(Object location annotation data)
▶

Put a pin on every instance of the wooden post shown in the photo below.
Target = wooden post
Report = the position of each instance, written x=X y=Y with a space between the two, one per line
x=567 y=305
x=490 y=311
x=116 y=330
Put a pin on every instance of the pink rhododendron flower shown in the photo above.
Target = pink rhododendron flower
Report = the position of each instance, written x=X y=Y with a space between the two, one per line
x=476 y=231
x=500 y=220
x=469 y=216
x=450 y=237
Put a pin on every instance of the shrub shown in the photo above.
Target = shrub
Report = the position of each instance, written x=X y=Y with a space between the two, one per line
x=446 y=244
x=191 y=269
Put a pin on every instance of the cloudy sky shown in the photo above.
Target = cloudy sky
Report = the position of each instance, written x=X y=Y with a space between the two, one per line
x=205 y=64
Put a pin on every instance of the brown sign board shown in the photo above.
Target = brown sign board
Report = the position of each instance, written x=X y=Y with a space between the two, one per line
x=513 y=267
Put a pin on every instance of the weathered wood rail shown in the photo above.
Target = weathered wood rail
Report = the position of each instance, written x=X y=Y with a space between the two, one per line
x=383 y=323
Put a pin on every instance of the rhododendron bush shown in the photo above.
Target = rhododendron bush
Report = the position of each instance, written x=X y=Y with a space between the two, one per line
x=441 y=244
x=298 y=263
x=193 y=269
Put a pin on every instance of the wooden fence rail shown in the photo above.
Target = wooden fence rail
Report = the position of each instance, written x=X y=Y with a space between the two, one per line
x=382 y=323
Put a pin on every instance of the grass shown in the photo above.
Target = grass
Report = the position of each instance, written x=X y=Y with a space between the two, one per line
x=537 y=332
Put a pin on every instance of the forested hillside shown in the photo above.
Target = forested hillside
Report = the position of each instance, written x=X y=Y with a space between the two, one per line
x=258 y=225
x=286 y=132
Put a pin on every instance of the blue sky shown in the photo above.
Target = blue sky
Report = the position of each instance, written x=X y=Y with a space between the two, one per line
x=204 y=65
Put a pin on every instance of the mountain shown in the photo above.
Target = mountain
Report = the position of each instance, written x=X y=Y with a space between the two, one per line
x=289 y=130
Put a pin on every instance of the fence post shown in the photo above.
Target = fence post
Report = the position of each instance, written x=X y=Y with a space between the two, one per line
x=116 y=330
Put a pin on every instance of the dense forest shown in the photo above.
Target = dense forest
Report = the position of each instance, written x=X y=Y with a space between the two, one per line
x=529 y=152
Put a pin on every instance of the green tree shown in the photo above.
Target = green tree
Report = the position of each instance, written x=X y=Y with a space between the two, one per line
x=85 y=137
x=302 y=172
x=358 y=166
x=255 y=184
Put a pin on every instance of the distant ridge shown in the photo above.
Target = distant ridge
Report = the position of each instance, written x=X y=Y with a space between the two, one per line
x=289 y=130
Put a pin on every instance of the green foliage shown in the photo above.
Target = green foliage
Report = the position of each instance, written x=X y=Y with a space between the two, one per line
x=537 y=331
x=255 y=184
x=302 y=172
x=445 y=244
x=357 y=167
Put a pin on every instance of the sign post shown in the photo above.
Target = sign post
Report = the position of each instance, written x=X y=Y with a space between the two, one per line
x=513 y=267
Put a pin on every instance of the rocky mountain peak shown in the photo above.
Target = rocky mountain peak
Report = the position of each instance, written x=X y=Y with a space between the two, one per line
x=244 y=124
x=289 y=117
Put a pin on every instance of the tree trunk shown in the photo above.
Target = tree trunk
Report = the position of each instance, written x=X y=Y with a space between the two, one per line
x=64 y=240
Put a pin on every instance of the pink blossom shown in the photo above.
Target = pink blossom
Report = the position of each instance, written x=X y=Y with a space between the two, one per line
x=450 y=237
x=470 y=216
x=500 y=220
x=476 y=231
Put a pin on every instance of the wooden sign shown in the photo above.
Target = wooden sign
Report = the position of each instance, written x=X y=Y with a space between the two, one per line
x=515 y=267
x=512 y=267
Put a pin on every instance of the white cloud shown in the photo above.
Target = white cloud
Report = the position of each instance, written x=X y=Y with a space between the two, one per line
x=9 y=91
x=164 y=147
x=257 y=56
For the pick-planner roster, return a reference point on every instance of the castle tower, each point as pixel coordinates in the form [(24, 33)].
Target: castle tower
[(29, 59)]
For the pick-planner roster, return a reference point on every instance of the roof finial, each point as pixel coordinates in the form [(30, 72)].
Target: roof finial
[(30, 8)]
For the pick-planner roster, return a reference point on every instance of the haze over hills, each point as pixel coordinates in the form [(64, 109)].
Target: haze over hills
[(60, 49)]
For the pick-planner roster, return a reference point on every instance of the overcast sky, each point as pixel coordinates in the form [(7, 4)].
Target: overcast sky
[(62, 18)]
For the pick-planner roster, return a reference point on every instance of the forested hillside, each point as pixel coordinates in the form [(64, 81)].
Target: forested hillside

◀

● **EXERCISE TASK**: Retype every line of the records above without any changes.

● **RESULT OF THIS EXERCISE**:
Put a pin on every instance of the wooden post shown in the photo below.
Target = wooden post
Report = the position of each instance, written x=X y=Y with a space between the two, one per line
x=567 y=305
x=490 y=311
x=116 y=330
Put a pin on every instance of the pink rhododendron flower shown in the photo above.
Target = pink rhododendron flower
Report = the position of each instance, written x=X y=Y with a space between the two, one per line
x=476 y=231
x=500 y=220
x=469 y=216
x=450 y=237
Put a pin on every instance of the shrub shown in the photo above.
Target = shrub
Report = the position of each instance, written x=X y=Y with a space between the two, one per line
x=446 y=244
x=191 y=269
Put a pin on every instance of the cloudy sky shown in the photo above.
Target = cloudy sky
Report = the position of each instance, written x=X y=Y with a space between the two, one per line
x=205 y=64
Put a pin on every instance of the brown sign board shown in the photo above.
Target = brown sign board
Report = the position of each instance, written x=X y=Y with a space between the two, one per line
x=513 y=267
Put a pin on every instance of the weathered wood rail shown in the photo above.
Target = weathered wood rail
Report = the position of each instance, written x=X y=Y with a space between the two, one per line
x=383 y=323
Put a pin on every instance of the rhododendron bush shown in the photo above.
Target = rhododendron bush
Report = the position of each instance, written x=X y=Y with a space between the two, one per line
x=441 y=244
x=298 y=263
x=193 y=269
Put a pin on every instance of the wooden fence rail shown in the photo above.
Target = wooden fence rail
Report = the position of each instance, written x=X y=Y with a space between the two, one per line
x=382 y=323
Put a pin on every instance of the grass shown in the photo above.
Target = grass
Report = the position of each instance, written x=X y=Y with a space between the two, one per line
x=537 y=332
Put a pin on every instance of the forested hillside shown in the photo above.
Target = forested hillside
Report = the position of each instance, written x=X y=Y with a space between the two, one per line
x=258 y=225
x=286 y=132
Put a pin on every instance of the blue sky shown in the photo above.
Target = blue sky
Report = the position of each instance, written x=X y=Y with a space between the two, one per line
x=204 y=65
Put a pin on every instance of the mountain shown in the photo above.
Target = mountain
Report = the position of each instance, written x=X y=Y with a space between the two, one per line
x=289 y=130
Put a pin on every instance of the fence post shown in the photo above.
Target = fence post
Report = the position of each instance, written x=X y=Y with a space between the two, one per line
x=116 y=330
Put a pin on every instance of the dense forest shown in the photo above.
Target = dense forest
Report = the position of each instance, written x=X y=Y with a space between the two, one per line
x=529 y=152
Put a pin on every instance of the green tree shown in the photo above.
Target = green tree
Report = the position of each instance, written x=X y=Y with a space between the two, one per line
x=85 y=137
x=302 y=172
x=358 y=166
x=255 y=184
Put a pin on every instance of the distant ridge shown in the photo above.
Target = distant ridge
Report = the position of each instance, written x=X y=Y with a space between the two, one per line
x=289 y=130
Put a pin on every instance of the green foliage shown in the photo above.
Target = green foliage
Report = the position of each instance, written x=X y=Y with a space between the two, one per line
x=537 y=331
x=255 y=184
x=302 y=172
x=445 y=244
x=357 y=167
Put a pin on every instance of the sign post shown in the photo above.
Target = sign post
Report = the position of each instance, written x=X y=Y with a space between the two, one per line
x=513 y=267
Put a pin on every instance of the rocky mountain peak shown in the photo above.
Target = rocky mountain peak
Report = the position of each instance, written x=X y=Y with a space between the two, one per line
x=244 y=124
x=289 y=117
Put a pin on every instance of the tree trunk shown in the photo above.
Target = tree trunk
Report = the position of each instance, written x=X y=Y with a space between the two, one per line
x=64 y=240
Put a pin on every instance of the pink blossom shown in the photo above.
Target = pink blossom
Report = the position of each instance, written x=X y=Y with a space between the two, one per line
x=450 y=237
x=470 y=216
x=500 y=220
x=476 y=231
Put a pin on every instance of the wooden sign shown in the photo above.
Target = wooden sign
Report = the position of each instance, written x=X y=Y with a space between the two, one per line
x=515 y=267
x=512 y=267
Put a pin on every instance of the white cloud shown in the photo above.
Target = white cloud
Report = the position of each instance, written x=X y=Y with a space between the two, one per line
x=9 y=91
x=164 y=147
x=257 y=56
For the pick-planner roster, return a reference point on every instance of the castle tower, each point as pixel coordinates in the form [(24, 33)].
Target: castle tower
[(29, 59)]
For the pick-planner roster, return a reference point on every instance of the roof finial, each point as pixel coordinates in the form [(30, 72)].
Target: roof finial
[(30, 8)]
For the pick-planner roster, return a reference point on every instance of the haze over hills, each point as pixel coordinates in the form [(64, 109)].
Target: haze over hills
[(60, 49)]
For the pick-planner roster, return a reference point on every instance of the overcast sky, each point as pixel coordinates in the form [(7, 4)].
Target: overcast sky
[(62, 18)]
For the pick-planner roster, return a reference point on every instance of the forested hillside, each point as pixel coordinates in the form [(64, 81)].
Target: forested hillside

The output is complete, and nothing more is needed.